_Task requirements_:
Do the following statements agree with the report on the Kerala nurses' strike? For each, answer yes or no and quote the deciding words of the report exactly.
1. The United Nurses Association was formed two months ago.
2. The high court declared the strike at Lakeshore Hospital illegal.
3. At MOSC Medical College, 600 nurses went on an indefinite strike on Saturday.

[[ Exercise passage, beginning ]]

Kerala nurses’ strike over pay intensifies pay spreads in
TRIVANDRUM - The struggle by nurses in Kerala, the granary of nursing in India, for better salary and service conditions has gained momentum with several organisations coming forward to support the nurses.
While the State Women’s Commission has offered to intervene in favour of the nurses, the Indian National Trade Union Congress (INTUC), the trade union wing of ruling Congress has come forward to take up the struggle.
Nurses in three hospitals in the state are already on strike while the nurses association has served notices on five other hospitals. The strike by the nurses at Lakeshore Hospital in Cochin and MOSC Medical College at Kolencherry has hit the patient care.
The high court on Wednesday ordered police protection to the Lakeshore hospital on a petition by the hospital management. The petition has sought declaration of the strike launched by the nurses since Monday illegal. The court has issued notice to the nurses association in this connection.
The strike by the nurses in the hospital gained strength with the head nurses joining the strike on Wednesday. Activists of the People’s Democratic Party took out a march to the hospital expressing solidarity with the striking nurses.
The functioning of the MOSC Medical College remained paralysed since Saturday, when 600 nurses went on an indefinite strike. Nurses at the National Hospital at Calicut have sent a warning signal to the management by going on a taken strike on Wednesday.
Nurses’ leaders said they would launch an indefinite strike if the hospital management did not accept their demands. The hospitals, which have been served notices by the nurses association, include St James Hospital, Trichur, Baby Memorial Hospital, Calicut, K V M Hospital, Cherthala, Al Shifa Hospital, Pathanamthitta and Gokulam Hospital, Trivandrum.
State Women’s Commission member T Devi said that the demands raised by the nurses were genuine. “We have full sympathy with the nurses. If they lodge a complaint with the commission we will certainly intervene in the matter”, she added.
The support of the INTUC was extended to the nurses by Bindhu Krishna, president of the Mahila Congress, the women’s wing of the ruling Congress party. She alleged that the striking nurses were being tortured by the hospital managements.
“We will not allow anybody to harm the nurses, who are spearheading a struggle for just causes. If necessary the INTUC will directly take up the leadership of the agitation”, she added.
The nurses in the state resorted to agitation in the wake of strikes by nurses, mostly from Kerala, in Mumbai, Delhi and Kolkata. Nurses had not raised their voice earlier as they were disorganized. The uprising in the metros encouraged them to come under the banner of the United Nurses Association.
The association, which was formed two months ago, has now branches in 432 hospitals across the state. It is spreading its wings fast to other hospitals also. Association leader M Jasmineisha said several hospitals had improved the conditions of the nurses following the advent of the association.
Jasmineisha said that the association hoped to bring significant changes in the salaries of nurses in all hospitals across the state within six months. State Labour Minister Shibhu Baby John has also indicated a revision in the minimum wages for the nurses.

[[ Exercise passage, end ]]
[[ Source material, beginning ]]

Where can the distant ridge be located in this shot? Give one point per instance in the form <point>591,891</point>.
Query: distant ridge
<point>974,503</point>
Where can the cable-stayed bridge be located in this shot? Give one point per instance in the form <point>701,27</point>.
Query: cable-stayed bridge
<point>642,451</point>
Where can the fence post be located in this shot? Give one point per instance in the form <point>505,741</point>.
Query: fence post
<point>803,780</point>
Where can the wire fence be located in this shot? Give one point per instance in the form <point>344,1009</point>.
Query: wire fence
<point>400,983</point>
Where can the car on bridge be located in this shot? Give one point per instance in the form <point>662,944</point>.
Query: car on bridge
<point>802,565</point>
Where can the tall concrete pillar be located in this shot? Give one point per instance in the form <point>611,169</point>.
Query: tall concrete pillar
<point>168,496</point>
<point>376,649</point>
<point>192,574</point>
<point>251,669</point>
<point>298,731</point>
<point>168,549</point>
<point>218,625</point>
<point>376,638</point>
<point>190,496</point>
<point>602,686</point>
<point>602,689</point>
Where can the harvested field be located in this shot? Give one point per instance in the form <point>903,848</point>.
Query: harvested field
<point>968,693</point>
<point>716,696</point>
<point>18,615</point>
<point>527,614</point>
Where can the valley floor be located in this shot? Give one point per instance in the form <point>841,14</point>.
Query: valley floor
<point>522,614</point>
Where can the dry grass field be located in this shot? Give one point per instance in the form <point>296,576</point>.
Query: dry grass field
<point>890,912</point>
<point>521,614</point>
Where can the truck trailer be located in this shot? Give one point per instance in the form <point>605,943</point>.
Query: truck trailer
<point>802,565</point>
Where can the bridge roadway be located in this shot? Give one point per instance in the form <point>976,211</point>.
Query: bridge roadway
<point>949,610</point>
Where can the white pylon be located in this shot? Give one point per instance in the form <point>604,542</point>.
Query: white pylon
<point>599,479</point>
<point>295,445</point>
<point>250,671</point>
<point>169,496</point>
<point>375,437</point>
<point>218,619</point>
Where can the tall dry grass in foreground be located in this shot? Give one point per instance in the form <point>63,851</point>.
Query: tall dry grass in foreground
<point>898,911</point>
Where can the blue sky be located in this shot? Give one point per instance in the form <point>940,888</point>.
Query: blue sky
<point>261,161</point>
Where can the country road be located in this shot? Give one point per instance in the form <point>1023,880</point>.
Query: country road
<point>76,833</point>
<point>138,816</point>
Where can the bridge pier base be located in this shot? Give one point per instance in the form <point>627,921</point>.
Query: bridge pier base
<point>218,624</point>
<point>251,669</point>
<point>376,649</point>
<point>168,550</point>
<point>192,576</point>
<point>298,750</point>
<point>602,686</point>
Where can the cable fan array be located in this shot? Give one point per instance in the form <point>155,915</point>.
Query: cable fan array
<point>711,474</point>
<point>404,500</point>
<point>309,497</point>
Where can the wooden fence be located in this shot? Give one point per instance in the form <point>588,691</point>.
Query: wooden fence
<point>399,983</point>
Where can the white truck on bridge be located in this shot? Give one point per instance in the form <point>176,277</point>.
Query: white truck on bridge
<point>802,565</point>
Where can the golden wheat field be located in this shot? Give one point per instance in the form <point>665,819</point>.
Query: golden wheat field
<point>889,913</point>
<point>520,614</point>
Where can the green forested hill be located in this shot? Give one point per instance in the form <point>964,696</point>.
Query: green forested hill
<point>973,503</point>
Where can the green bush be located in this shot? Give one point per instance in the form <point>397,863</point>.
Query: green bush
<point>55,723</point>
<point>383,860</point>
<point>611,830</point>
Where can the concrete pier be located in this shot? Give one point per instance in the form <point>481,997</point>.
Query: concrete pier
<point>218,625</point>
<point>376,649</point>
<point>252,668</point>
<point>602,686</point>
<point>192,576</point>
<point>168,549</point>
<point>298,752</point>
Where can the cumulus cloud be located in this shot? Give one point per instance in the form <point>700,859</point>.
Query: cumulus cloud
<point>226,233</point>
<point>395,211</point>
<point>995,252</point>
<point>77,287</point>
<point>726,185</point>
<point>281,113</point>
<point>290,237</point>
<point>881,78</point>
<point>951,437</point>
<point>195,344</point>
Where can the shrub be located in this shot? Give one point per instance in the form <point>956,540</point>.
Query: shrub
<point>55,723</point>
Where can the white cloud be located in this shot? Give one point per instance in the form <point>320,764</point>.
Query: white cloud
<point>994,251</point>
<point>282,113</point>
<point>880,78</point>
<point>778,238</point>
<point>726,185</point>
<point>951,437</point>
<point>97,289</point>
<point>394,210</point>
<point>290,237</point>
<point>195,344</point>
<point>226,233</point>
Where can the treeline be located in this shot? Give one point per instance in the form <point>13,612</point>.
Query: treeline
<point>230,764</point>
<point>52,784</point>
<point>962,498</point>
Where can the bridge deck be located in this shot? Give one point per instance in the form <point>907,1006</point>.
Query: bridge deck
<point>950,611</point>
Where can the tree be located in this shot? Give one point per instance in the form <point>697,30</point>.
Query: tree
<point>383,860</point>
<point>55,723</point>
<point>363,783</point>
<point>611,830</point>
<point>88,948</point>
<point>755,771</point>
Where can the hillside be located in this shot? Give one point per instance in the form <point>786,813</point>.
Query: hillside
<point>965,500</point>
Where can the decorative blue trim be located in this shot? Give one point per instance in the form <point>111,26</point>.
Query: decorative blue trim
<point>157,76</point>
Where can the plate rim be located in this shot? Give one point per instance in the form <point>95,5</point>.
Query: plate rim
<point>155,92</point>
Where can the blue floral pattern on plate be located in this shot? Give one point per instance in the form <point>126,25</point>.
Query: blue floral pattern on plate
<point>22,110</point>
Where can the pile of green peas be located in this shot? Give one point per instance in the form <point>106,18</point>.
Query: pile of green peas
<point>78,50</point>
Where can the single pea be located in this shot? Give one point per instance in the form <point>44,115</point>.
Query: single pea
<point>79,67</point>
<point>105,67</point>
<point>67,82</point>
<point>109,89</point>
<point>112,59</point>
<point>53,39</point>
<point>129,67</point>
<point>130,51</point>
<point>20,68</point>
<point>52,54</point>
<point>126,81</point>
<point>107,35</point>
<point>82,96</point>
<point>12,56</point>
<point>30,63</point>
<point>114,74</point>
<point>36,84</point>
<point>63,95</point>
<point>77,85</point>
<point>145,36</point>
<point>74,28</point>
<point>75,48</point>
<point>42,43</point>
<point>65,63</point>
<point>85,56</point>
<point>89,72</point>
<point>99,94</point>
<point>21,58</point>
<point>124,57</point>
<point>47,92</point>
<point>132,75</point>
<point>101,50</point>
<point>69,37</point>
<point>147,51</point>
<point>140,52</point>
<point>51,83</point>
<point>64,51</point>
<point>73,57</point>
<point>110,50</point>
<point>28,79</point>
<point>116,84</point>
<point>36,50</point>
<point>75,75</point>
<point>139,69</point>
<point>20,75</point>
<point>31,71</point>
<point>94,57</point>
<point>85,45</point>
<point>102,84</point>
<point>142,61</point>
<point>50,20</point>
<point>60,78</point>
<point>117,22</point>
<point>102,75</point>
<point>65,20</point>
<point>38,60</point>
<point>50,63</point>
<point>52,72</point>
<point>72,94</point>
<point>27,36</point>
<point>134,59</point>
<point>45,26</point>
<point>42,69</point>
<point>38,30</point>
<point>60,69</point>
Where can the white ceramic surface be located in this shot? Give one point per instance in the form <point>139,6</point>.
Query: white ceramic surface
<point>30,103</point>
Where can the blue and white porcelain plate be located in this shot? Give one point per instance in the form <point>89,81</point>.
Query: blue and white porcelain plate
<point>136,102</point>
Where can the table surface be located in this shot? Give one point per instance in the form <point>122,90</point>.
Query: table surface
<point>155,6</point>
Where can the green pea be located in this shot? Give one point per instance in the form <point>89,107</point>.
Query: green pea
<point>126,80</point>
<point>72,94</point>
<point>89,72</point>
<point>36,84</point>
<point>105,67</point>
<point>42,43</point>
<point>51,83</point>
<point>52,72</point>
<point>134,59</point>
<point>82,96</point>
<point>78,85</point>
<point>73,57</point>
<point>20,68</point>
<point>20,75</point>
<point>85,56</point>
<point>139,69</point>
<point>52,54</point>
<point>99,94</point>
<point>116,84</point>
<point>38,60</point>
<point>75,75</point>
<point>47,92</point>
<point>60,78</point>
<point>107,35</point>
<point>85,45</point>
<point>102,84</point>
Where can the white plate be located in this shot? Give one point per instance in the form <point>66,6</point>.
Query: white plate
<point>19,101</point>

[[ Source material, end ]]

_Answer to this problem_:
1. Yes: "The association, which was formed two months ago, has now branches in 432 hospitals across the state."
2. No: "The high court on Wednesday ordered police protection to the Lakeshore hospital on a petition by the hospital management." and "The court has issued notice to the nurses association in this connection."
3. Yes: "The functioning of the MOSC Medical College remained paralysed since Saturday, when 600 nurses went on an indefinite strike."